SELECTED EXTRACT —
....
The Electronic Oxford English Dictionary



Almost as soon as computers began to be used for solving problems in engineering and the physical sciences, scholars in the humanities were figuring out ways to use them in their own disciplines, particularly to deal with the massive amounts of data in text corpora and reference works that are critical to scholarship and teaching in the humanities.

Roberto Busa, for instance, began work on the computer-based Index Thomisticus in 1949. Later important projects included Professor Kucera's "Brown University Corpus of American English," an analyzed selection of American English prose which set the standard for natural language corpora, and the Thesaurus Linguae Graecae, which contains nearly all ancient Greek texts from Homer to 600 A.D. Soon scholars in every discipline which had an identifiable body of important textual material were wondering how that material could be managed, accessed, and analyzed with the computer. For literature scholars and linguists, as well as dictionary enthusiasts, it is hard to imagine more tempting material for digital treatment than the Oxford English Dictionary, (OED), the massive source of detailed information about the English Language.

Conceived in 1858, the twelve volume Oxford English Dictionary began publishing in 1884 and was finished in 1928. A supplement was added in 1933, which was incorporated into the four supplementary volumes released in the '70's and 80's. It totaled over 21,000 pages with 600,000 headwords, with extensive information about derivation, history, usage, pronunciation, and meanings, and more than 2,400,000 quotations that demonstrate actual word usage over time.
....
SOURCE EXCERPT —
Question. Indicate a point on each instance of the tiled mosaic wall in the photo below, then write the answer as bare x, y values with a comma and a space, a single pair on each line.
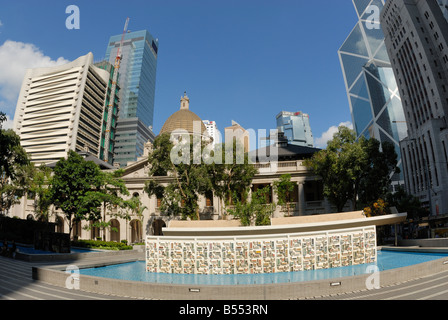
261, 255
....
STATED TASK 1 —
List every kind of information about words that the Oxford English Dictionary text says the dictionary gives in detail.
STATED TASK 2 —
Answer these questions from the Oxford English Dictionary text, one answer per line:
(a) In what year did Roberto Busa begin work on the Index Thomisticus?
(b) What span of ancient Greek texts does the Thesaurus Linguae Graecae contain?
(c) How many headwords did the dictionary total?
STATED TASK 3 —
Duplicate the passage of the Oxford English Dictionary text that opens with the words "Roberto Busa, for" and closes with "the English Language.".
The material that comes after the Oxford English Dictionary text was drawn from a separate source.

TASK SOLUTION 1 —
derivation, history, usage, pronunciation, meanings

TASK SOLUTION 2 —
(a) 1949
(b) Nearly all ancient Greek texts from Homer to 600 A.D.
(c) 600,000

TASK SOLUTION 3 —
Roberto Busa, for instance, began work on the computer-based Index Thomisticus in 1949. Later important projects included Professor Kucera's "Brown University Corpus of American English," an analyzed selection of American English prose which set the standard for natural language corpora, and the Thesaurus Linguae Graecae, which contains nearly all ancient Greek texts from Homer to 600 A.D. Soon scholars in every discipline which had an identifiable body of important textual material were wondering how that material could be managed, accessed, and analyzed with the computer. For literature scholars and linguists, as well as dictionary enthusiasts, it is hard to imagine more tempting material for digital treatment than the Oxford English Dictionary, (OED), the massive source of detailed information about the English Language.